> WRITTEN EXERCISE: Exact reproduction is required for all entries.

※ ※ ※

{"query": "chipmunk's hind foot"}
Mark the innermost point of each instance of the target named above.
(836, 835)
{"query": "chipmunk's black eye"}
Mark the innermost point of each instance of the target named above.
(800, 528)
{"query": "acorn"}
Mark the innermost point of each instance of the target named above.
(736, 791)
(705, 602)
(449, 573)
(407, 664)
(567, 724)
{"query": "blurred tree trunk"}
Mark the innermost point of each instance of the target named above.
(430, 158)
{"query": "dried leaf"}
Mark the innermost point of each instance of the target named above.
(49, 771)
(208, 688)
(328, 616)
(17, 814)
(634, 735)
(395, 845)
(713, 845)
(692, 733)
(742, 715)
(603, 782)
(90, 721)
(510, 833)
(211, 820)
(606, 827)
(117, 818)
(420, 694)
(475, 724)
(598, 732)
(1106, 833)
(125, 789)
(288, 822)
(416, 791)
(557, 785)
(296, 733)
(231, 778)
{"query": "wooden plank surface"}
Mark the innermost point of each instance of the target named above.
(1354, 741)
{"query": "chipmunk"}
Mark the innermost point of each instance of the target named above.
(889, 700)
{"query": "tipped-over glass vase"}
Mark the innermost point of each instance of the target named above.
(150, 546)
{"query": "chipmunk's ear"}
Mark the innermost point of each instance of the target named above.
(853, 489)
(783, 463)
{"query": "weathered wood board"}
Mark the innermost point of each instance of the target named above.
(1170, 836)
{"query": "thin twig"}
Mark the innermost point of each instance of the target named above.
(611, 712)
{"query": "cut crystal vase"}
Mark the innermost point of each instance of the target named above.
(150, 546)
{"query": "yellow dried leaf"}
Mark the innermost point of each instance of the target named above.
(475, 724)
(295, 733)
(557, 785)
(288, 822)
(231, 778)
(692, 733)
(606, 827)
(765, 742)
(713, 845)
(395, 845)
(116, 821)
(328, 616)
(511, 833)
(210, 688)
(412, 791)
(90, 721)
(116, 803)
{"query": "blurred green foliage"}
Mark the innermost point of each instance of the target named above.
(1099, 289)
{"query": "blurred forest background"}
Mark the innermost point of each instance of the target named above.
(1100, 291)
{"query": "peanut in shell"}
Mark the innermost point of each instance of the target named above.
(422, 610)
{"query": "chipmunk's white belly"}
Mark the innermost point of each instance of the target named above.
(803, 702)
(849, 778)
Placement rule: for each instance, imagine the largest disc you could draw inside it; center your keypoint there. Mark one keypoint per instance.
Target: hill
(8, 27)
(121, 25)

※ ※ ※

> WRITTEN REPLY:
{"query": "chipmunk's hind foot"}
Mark the innermost point of each instance of the target named above.
(836, 835)
{"query": "chipmunk's black eye"}
Mark the innermost point of each instance of the target named above.
(800, 528)
{"query": "acorn"}
Mark the innermost point of each instance of the target named above.
(736, 791)
(705, 602)
(449, 573)
(407, 664)
(567, 724)
{"query": "blurred tree trunk"}
Mark the innermost point of each instance of the target named above.
(430, 158)
{"query": "dried leaf"}
Mark the innermost point of each instance of the target named above.
(49, 771)
(208, 688)
(328, 616)
(17, 814)
(634, 735)
(395, 845)
(713, 845)
(692, 733)
(742, 715)
(603, 782)
(90, 721)
(510, 833)
(211, 820)
(606, 827)
(117, 818)
(420, 694)
(475, 724)
(598, 732)
(1106, 833)
(125, 789)
(288, 822)
(416, 791)
(557, 785)
(296, 733)
(231, 778)
{"query": "wooden plank surface"}
Mark the innermost point of each instance of the target named above.
(1354, 741)
{"query": "chipmunk"}
Mark the innermost point of each instance of the target named above.
(889, 700)
{"query": "tipped-over glass vase"}
Mark the innermost point of each instance of the target named above.
(150, 546)
{"query": "chipmunk's ear"}
Mark the innermost point of each instance of the target named above.
(853, 489)
(783, 463)
{"query": "weathered wood board"}
Mark the innermost point of each instance of the target named above.
(1170, 836)
{"query": "thin twig"}
Mark the innermost point of each instance of the target named above.
(611, 712)
{"query": "cut crystal vase"}
Mark the innermost point of each instance of the target named above.
(150, 546)
{"query": "yellow dried leaf"}
Mark the innermost point of each instance of the target named above.
(475, 724)
(295, 733)
(557, 785)
(288, 822)
(231, 778)
(692, 733)
(606, 827)
(765, 742)
(713, 845)
(395, 845)
(116, 821)
(328, 616)
(511, 833)
(210, 688)
(412, 791)
(90, 721)
(116, 803)
{"query": "blurred green foliage"}
Mark the innermost point of each instance of the target named above.
(1099, 289)
{"query": "blurred forest background"}
Mark the innermost point of each instance of the target named above.
(1100, 291)
{"query": "peanut in shell"}
Mark the innermost point of each instance of the target named above.
(422, 610)
{"query": "chipmunk's white belly"}
Mark the innermost point of each instance of the target named above.
(803, 702)
(849, 778)
Placement rule: for each instance, imagine the largest disc you could draw inside it; center your keypoint there. Mark one keypoint per instance.
Target: hill
(8, 27)
(121, 25)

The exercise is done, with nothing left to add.